Records provided START
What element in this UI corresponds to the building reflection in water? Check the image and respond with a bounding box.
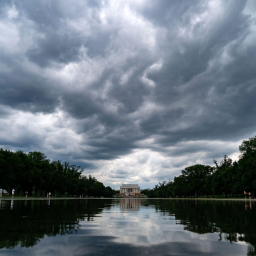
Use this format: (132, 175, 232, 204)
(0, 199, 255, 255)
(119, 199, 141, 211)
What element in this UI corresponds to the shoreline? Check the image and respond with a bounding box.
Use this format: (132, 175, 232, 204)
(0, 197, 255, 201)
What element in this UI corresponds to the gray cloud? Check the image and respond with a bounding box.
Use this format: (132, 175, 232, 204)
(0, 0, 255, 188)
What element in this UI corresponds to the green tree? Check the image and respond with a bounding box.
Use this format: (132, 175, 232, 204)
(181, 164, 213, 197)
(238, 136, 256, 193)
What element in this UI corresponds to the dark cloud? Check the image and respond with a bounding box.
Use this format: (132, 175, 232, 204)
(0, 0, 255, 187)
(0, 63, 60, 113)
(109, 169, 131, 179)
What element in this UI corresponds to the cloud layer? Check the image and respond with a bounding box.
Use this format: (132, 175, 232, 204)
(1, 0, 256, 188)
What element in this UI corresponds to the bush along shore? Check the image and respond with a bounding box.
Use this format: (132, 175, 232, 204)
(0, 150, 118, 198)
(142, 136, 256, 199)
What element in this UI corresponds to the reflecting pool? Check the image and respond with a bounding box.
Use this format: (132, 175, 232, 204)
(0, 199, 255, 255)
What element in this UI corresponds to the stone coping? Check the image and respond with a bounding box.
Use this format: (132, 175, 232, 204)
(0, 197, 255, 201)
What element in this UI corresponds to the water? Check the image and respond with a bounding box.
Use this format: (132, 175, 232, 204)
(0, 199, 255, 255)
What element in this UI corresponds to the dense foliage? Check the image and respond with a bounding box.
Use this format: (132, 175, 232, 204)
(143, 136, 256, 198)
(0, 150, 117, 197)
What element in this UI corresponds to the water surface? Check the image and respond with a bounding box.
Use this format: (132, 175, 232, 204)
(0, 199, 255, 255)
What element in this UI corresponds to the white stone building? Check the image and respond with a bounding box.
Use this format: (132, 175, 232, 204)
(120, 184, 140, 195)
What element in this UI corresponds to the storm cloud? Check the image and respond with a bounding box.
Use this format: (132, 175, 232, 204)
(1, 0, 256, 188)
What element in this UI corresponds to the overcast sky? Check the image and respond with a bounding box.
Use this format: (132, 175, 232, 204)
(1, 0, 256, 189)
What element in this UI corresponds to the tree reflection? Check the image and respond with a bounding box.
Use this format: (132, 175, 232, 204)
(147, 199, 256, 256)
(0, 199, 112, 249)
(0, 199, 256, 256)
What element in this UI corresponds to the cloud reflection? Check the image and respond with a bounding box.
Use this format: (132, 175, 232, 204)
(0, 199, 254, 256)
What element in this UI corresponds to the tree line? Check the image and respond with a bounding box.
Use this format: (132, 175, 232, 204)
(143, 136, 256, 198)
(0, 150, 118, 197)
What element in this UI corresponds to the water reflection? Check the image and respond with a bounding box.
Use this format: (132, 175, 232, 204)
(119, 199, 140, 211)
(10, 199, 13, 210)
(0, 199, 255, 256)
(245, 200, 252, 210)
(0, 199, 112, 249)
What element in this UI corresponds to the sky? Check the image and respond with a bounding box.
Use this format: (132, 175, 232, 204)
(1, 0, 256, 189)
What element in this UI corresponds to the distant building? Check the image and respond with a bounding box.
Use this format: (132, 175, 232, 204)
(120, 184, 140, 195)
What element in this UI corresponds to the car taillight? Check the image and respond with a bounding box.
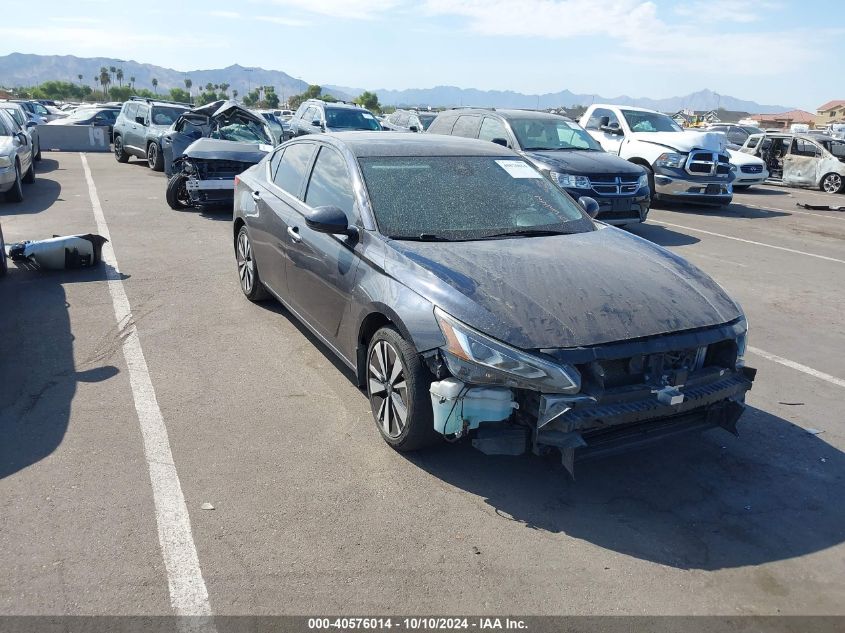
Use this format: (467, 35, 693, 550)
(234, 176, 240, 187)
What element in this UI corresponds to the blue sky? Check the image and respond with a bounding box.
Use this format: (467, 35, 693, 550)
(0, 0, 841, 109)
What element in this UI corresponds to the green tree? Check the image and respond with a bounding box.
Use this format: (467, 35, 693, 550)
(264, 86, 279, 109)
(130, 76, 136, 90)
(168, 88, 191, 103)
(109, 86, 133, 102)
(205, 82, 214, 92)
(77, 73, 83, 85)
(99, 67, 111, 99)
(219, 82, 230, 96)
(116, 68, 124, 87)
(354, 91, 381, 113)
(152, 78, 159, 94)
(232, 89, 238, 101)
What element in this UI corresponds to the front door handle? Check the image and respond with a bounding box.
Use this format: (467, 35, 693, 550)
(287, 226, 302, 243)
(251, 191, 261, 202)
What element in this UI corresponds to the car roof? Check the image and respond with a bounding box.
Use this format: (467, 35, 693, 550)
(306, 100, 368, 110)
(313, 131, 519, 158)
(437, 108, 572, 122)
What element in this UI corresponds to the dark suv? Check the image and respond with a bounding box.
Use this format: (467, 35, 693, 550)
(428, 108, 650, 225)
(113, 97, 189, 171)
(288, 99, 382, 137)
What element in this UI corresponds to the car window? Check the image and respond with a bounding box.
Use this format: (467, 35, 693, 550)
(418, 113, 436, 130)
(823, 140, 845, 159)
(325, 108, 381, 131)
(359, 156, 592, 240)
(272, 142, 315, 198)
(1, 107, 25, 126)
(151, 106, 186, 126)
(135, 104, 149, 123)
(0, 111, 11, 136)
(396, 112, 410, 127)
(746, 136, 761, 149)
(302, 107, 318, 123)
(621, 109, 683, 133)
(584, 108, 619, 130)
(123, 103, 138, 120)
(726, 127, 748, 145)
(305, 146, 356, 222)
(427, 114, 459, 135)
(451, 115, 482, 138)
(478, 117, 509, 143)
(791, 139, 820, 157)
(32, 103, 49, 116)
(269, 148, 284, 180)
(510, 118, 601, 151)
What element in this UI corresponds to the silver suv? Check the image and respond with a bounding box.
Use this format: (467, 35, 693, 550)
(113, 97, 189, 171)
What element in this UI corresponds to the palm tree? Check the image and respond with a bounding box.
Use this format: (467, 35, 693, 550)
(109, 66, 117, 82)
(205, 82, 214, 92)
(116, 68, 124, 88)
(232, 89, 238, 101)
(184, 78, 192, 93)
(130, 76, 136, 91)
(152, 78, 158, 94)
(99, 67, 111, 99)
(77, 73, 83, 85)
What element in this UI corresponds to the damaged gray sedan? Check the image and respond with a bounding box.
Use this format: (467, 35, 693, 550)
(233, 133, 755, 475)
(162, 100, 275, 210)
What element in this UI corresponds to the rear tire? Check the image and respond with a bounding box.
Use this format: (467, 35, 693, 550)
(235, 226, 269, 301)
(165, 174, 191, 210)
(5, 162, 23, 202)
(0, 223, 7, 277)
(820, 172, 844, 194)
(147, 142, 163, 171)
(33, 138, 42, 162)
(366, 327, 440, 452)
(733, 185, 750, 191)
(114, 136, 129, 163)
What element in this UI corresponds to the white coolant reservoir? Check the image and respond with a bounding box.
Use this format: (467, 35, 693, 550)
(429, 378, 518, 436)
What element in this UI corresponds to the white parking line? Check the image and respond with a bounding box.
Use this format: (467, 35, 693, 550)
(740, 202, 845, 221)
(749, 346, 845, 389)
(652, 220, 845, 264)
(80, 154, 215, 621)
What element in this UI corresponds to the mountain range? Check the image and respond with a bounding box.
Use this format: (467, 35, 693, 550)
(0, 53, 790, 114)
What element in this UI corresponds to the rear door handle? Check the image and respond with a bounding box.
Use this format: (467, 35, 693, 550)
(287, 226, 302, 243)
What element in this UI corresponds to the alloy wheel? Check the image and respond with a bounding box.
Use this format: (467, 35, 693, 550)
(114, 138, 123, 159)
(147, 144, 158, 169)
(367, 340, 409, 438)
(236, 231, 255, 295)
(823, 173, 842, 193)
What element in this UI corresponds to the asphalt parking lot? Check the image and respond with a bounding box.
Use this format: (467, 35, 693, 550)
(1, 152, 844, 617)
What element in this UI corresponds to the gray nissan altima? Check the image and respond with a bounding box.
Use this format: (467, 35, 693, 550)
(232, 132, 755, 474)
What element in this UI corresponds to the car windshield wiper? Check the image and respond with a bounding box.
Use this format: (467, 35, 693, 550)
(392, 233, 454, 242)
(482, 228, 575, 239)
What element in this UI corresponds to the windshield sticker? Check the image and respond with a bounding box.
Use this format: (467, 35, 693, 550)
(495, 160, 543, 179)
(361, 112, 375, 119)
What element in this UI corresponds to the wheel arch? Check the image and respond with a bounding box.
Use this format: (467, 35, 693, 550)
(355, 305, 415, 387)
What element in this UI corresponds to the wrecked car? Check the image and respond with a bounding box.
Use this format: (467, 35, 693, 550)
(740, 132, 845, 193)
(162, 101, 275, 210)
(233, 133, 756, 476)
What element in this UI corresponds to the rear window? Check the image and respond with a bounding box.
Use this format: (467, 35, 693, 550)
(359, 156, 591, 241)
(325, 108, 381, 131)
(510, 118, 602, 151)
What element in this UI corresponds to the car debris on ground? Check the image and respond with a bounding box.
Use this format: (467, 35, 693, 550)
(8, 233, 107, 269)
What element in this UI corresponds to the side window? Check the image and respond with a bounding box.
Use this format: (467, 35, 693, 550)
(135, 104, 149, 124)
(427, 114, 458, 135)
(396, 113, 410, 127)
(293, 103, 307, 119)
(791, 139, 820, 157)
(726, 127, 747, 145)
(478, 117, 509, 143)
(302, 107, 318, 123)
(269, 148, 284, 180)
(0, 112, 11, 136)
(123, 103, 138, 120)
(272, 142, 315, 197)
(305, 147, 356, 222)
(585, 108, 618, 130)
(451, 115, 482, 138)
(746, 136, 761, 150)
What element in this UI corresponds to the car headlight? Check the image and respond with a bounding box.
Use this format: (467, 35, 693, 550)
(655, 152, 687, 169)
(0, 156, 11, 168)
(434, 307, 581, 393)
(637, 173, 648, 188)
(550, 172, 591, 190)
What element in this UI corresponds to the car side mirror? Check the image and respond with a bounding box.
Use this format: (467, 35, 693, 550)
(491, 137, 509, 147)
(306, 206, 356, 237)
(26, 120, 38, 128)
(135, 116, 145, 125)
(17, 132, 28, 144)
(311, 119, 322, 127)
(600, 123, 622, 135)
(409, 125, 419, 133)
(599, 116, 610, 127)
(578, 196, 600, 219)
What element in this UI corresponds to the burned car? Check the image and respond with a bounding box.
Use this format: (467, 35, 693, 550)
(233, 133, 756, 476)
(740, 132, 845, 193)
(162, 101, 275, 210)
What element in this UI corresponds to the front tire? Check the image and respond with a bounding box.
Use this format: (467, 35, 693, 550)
Records provided END
- Exercise description
Read through the data and copy every line where "white" shows up.

- Worked solution
What element in this UI corresponds to the white stone building? Check the image and respond with a bounding box.
What element in this UI corresponds to the white coolant reservoir? Check the image and respond with a bounding box.
What element in this UI corresponds to the white parking line? Check the image and respond with a bounding box.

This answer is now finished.